== What is required ==
Repeat word for word the part of the weekend shootings passage starting at "According to ABC7, the" and ending at "of three hours.".

--- Source text ---

In Dayton, Ohio, nine were killed and 27 people were wounded after a gunman opened fire in the city’s downtown Oregon District.

In El Paso, Texas, 22 people were killed and more than two dozen others were hurt when an allegedly anti-immigrant shooter sprayed bullets at shoppers at a Walmart store using an assault rifle.

And, in Chicago, there were two multiple-victim shootings early Sunday morning. In Lawndale, eight people were shot, one fatally. Two hours earlier, in Douglas Park, another seven people were shot near a children’s playground. A total of 55 people were shot, seven fatally, in various incidents throughout the weekend.

According to ABC7, the sheer volume of shootings in Chicago over the weekend overwhelmed not only police but emergency departments. Mount Sinai Hospital on the West Side was forced to put its trauma center “on bypass” after resources were stretched to breaking point ― 17 people injured and one dead in the space of three hours.

The term “on bypass” means the hospital closes its doors to ambulance runs, and patients were diverted to other emergency rooms.

Chicago Police Public Information Officer Anthony Guglielmi expressed that it had been a tragic 24 hours for the nation.

Guglielmi said in a tweet that the shootings illustrated the “willingness of people to carry illegal guns” in Chicago due to the very limited consequences for possession.

Chicago Police Chief Eddie Johnson addressed media on Sunday about the weekend’s spate of attacks. He noted the El Paso and Dayton shootings, and highlighted the entire nation’s desperate need for a solution to gun violence.

--- Information supplied ---

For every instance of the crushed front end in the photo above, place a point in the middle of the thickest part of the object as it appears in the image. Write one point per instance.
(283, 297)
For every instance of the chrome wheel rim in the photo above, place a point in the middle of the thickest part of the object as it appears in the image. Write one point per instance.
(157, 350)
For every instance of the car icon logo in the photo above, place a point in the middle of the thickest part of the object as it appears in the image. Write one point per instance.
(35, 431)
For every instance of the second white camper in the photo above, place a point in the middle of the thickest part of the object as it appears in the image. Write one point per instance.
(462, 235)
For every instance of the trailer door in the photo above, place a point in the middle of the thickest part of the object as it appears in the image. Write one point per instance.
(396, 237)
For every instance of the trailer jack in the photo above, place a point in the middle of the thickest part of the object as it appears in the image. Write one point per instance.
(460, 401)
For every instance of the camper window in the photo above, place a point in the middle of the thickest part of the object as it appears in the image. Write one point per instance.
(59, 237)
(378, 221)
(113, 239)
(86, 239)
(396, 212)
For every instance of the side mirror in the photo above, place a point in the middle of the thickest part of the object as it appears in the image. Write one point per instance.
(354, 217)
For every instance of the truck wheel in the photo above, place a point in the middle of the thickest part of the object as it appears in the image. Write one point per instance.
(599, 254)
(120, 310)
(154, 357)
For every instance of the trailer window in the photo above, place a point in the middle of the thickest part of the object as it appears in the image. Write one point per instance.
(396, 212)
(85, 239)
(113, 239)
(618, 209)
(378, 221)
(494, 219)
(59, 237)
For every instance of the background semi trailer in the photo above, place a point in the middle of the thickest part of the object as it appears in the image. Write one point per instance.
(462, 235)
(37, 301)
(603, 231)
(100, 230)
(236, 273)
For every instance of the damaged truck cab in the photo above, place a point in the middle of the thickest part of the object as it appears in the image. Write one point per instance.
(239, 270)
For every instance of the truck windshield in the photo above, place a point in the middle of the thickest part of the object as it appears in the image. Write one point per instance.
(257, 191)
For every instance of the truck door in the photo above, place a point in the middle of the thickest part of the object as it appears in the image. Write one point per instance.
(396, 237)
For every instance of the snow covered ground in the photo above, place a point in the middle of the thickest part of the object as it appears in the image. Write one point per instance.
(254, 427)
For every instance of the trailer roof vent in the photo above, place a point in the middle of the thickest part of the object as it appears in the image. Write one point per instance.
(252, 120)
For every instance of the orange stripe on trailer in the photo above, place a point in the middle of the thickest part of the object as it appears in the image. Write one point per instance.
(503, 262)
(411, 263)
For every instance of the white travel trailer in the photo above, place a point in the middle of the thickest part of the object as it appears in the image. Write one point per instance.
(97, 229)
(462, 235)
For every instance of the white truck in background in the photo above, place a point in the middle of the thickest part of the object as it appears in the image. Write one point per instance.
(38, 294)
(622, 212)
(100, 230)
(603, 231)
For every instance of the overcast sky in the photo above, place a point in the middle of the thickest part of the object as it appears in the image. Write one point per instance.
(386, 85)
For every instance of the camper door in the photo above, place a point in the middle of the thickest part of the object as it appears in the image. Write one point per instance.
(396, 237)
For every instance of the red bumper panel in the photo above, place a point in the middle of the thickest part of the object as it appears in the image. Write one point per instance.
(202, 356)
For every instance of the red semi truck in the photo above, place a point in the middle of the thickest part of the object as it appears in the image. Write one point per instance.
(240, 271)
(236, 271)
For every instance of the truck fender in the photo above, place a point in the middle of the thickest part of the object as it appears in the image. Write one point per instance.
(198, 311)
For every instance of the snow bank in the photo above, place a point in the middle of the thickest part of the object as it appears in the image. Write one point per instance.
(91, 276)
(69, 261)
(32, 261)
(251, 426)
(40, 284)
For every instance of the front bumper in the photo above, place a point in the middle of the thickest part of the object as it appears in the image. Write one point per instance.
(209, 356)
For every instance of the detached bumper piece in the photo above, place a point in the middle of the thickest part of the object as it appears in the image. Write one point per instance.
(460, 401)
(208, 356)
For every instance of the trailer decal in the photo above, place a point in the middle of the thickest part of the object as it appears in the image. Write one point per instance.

---

== Answer ==
According to ABC7, the sheer volume of shootings in Chicago over the weekend overwhelmed not only police but emergency departments. Mount Sinai Hospital on the West Side was forced to put its trauma center “on bypass” after resources were stretched to breaking point ― 17 people injured and one dead in the space of three hours.